EXERCISE
Each record below should be set down exactly.

Referring expression data
───

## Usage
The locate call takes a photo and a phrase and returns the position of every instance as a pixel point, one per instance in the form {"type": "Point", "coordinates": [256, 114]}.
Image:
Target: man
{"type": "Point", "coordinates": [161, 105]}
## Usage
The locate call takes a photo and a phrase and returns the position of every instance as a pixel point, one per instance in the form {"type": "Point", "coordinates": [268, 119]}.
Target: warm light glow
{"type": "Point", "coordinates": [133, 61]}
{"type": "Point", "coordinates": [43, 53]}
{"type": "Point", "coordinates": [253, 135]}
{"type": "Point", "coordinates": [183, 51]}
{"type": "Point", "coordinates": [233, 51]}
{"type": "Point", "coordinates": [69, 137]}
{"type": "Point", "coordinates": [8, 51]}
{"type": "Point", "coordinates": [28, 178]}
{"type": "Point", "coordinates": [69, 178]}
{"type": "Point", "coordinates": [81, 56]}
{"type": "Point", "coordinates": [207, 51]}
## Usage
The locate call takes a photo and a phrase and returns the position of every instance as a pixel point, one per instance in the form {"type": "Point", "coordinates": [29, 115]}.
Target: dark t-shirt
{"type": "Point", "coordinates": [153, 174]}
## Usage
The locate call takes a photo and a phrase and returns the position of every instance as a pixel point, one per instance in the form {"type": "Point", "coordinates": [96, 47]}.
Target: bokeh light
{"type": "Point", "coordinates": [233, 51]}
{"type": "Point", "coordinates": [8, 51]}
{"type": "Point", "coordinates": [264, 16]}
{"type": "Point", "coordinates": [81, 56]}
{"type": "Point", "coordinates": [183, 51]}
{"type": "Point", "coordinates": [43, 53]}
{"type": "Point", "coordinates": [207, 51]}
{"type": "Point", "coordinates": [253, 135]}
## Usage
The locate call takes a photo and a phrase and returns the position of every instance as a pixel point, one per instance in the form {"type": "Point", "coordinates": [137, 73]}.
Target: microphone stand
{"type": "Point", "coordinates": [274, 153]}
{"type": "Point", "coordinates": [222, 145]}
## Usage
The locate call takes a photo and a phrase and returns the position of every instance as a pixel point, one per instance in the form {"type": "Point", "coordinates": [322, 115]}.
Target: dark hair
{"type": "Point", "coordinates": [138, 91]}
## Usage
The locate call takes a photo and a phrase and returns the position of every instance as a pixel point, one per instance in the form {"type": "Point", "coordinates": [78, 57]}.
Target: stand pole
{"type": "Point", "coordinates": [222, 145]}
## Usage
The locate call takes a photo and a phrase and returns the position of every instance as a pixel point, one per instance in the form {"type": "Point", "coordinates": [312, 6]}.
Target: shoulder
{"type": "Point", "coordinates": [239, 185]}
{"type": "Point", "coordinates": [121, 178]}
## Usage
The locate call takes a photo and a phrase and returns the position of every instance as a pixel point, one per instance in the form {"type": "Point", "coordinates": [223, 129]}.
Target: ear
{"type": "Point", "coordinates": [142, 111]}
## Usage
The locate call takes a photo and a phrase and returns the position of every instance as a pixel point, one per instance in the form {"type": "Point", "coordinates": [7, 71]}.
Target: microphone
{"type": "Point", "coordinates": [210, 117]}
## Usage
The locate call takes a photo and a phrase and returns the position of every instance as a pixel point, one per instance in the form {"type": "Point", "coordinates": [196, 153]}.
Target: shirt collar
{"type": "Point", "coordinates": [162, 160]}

───

RESULT FOR THIS TASK
## Usage
The locate call takes a photo and a phrase and returns the position of every instance as a pixel point, one per instance in the form {"type": "Point", "coordinates": [256, 114]}.
Image:
Target: man
{"type": "Point", "coordinates": [161, 105]}
## Usage
The locate call takes a photo and a phrase and returns the position of every instance as a pixel point, one per instance in the form {"type": "Point", "coordinates": [268, 119]}.
Target: warm light glow
{"type": "Point", "coordinates": [133, 61]}
{"type": "Point", "coordinates": [43, 53]}
{"type": "Point", "coordinates": [253, 135]}
{"type": "Point", "coordinates": [183, 51]}
{"type": "Point", "coordinates": [233, 51]}
{"type": "Point", "coordinates": [69, 137]}
{"type": "Point", "coordinates": [8, 51]}
{"type": "Point", "coordinates": [28, 178]}
{"type": "Point", "coordinates": [69, 178]}
{"type": "Point", "coordinates": [81, 56]}
{"type": "Point", "coordinates": [207, 51]}
## Usage
The locate call takes a photo and a phrase and returns the position of every instance as a pixel point, one per instance in the form {"type": "Point", "coordinates": [29, 115]}.
Target: dark t-shirt
{"type": "Point", "coordinates": [153, 174]}
## Usage
The locate call takes a photo and a phrase and returns the position of every instance as a pixel point, one per instance in the form {"type": "Point", "coordinates": [96, 47]}.
Target: bokeh light
{"type": "Point", "coordinates": [233, 51]}
{"type": "Point", "coordinates": [8, 51]}
{"type": "Point", "coordinates": [264, 16]}
{"type": "Point", "coordinates": [81, 56]}
{"type": "Point", "coordinates": [183, 51]}
{"type": "Point", "coordinates": [43, 53]}
{"type": "Point", "coordinates": [207, 51]}
{"type": "Point", "coordinates": [253, 135]}
## Usage
The locate call takes a photo and a phrase and returns the position of every instance as a pixel point, one per instance in the form {"type": "Point", "coordinates": [137, 73]}.
Target: microphone stand
{"type": "Point", "coordinates": [274, 153]}
{"type": "Point", "coordinates": [222, 145]}
## Usage
The locate call takes a photo and a phrase and returns the position of every instance as a pixel point, one per instance in the form {"type": "Point", "coordinates": [322, 115]}.
Target: dark hair
{"type": "Point", "coordinates": [138, 91]}
## Usage
The locate call takes a photo and a phrase and returns the position of every instance as a pixel point, one per instance in the form {"type": "Point", "coordinates": [78, 57]}.
Target: stand pole
{"type": "Point", "coordinates": [222, 145]}
## Usage
The locate call takes a photo and a phrase and returns the position of every instance as a pixel point, one per instance in the form {"type": "Point", "coordinates": [312, 6]}.
Target: shoulder
{"type": "Point", "coordinates": [239, 185]}
{"type": "Point", "coordinates": [121, 178]}
## Usage
The locate call takes a photo and a phrase and returns the position of every instance as a pixel point, one per instance in the form {"type": "Point", "coordinates": [223, 129]}.
Target: ear
{"type": "Point", "coordinates": [142, 111]}
## Usage
The locate call takes a photo and a phrase and returns the position of every instance as a pixel point, one per instance in the form {"type": "Point", "coordinates": [7, 71]}.
Target: microphone
{"type": "Point", "coordinates": [210, 117]}
## Usage
The locate call takes a photo and a phrase and returns the position of every instance as a pixel point, one per instance in the form {"type": "Point", "coordinates": [196, 153]}.
Target: shirt collar
{"type": "Point", "coordinates": [162, 160]}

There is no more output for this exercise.